EXERCISE:
From the interview about Waiting for Godot below, copy the passage that begins with the words "The black experience that" and ends with the words "Robinson’s Jamaican Estragon.", keeping its wording unchanged.

Interviews

Jeffery Kissoon On … Waiting for Godot

Jeffery Kissoon is in no doubt: nearly 60 years after its first production Samuel Beckett’s Waiting for Godot is still wonderful and strange, a special challenge for actors. He is playing Vladimir in the West Yorkshire Playhouse co-production with Talawa Theatre Company which opens at the Playhouse on February 3rd and then tours. Ian Brown’s production will be the first Waiting for Godot in the UK to be staged with an all black cast – and Jeffery is equally certain of the value of that:

“Now we’re doing it black the play really resonates. Any people who do it bring themselves to it – that’s the nature of Beckett’s play. Somehow the play speaks to things that are buried in the black experience. The play is about outsiders and the black person has always been the outsider once he was taken from his original context. He is the outsider wherever he is, even in his Caribbean homeland. Rastas in Jamaica are always looking for themselves, saying let’s go back to Africa. We have no connection to our origins because it’s been disrupted. Like the tree in Waiting for Godot we are starved of our roots.”

The black experience that he sees reflected in this production of Waiting for Godot is essentially the Caribbean experience. Jeffery himself was born in Trinidad and, after a distinguished career, often in classical theatre, he reverts to a Trinidadian accent for Vladimir alongside Patrick Robinson’s Jamaican Estragon.

“We go seeking for ourselves, we go back to Africa, we do all sorts of studies – some of the greatest researchers I know are people who have come out of the slavery experience. We are looking for ourselves, everyone else on the planet seems to know who they are. So I am looking for the one who will have the necessary information so that I will know who I am – I am waiting for Godot. In the black experience we have had Marcus Garvey, Elijah Muhammad, Malcolm X, Martin Luther King, Steve Biko, Lumumba – all these guys who had some kind of information so that we, who come out of the slavery experience, can find out who we are. All over the world people defend with their lives what they think to be what they know of themselves!”

This brief sample hardly does justice to the challenging eloquence with which Jeffery lit up the West Yorkshire Playhouse cafe on a drab January afternoon. At the same time, without the twinkling enthusiasm of his delivery, his words may suggest that this production of Waiting for Godot will be portentously political; nothing could be further from the truth. When I raise the point that I have always thought Waiting for Godot a much funnier play than received opinion would claim, Jeffery returns to the West Indian context, but in a much less intense way:

“I really hope that, with us coming from a Caribbean background, with the Caribbean sense of humour, with a Caribbean sense of delivery of the lines, it will heighten the humour within Beckett. We’re certainly finding it very funny already. To hear the lines spoken in a West Indian accent brings out the humour in the play. Certain things just come naturally without having to put it on. “

When I make the point that Waiting for Godot never sits well with Received Standard Pronunciation and is often best suited to an Irish accent, Jeffery manages to find parallels between Irish and West Indian pronunciation: “ting” for “thing”, for example. What is certain is that Beckett demands a more flexible rhythm than you find in “correct” English – and the Playhouse production will get that:

“Patrick and I will be playing it with our island accents, like those old boys you see hanging around under the bridge in the Portobello Road – they’ve been here a long time, coming over in the Windrush days – we call them the Tennant’s Association from what they drink and they’re always in the betting shop – those kind of guys.”

RECORDS SHOWN:
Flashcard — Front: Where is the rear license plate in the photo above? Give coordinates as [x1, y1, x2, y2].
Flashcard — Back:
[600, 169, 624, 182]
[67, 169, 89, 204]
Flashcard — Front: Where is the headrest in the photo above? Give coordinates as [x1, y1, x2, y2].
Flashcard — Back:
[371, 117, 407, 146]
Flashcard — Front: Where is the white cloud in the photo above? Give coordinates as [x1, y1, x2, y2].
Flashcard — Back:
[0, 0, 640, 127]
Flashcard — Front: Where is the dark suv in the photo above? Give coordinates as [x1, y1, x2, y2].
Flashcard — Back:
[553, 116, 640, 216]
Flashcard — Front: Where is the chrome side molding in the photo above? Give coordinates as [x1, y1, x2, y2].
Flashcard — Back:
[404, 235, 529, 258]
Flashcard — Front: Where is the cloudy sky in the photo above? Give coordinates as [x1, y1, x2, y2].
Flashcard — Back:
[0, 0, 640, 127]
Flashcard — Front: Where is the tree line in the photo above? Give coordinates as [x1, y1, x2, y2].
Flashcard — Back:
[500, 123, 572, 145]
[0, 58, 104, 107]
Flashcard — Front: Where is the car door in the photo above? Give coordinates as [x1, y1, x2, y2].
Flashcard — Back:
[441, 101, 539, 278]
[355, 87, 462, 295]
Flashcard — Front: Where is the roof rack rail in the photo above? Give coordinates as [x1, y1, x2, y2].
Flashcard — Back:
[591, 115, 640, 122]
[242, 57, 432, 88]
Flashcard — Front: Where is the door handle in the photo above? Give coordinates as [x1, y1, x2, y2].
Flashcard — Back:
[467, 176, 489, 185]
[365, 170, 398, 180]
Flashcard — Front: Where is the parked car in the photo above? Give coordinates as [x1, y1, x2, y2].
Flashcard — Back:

RESPONSE TO THE TASK:
The black experience that he sees reflected in this production of Waiting for Godot is essentially the Caribbean experience. Jeffery himself was born in Trinidad and, after a distinguished career, often in classical theatre, he reverts to a Trinidadian accent for Vladimir alongside Patrick Robinson’s Jamaican Estragon.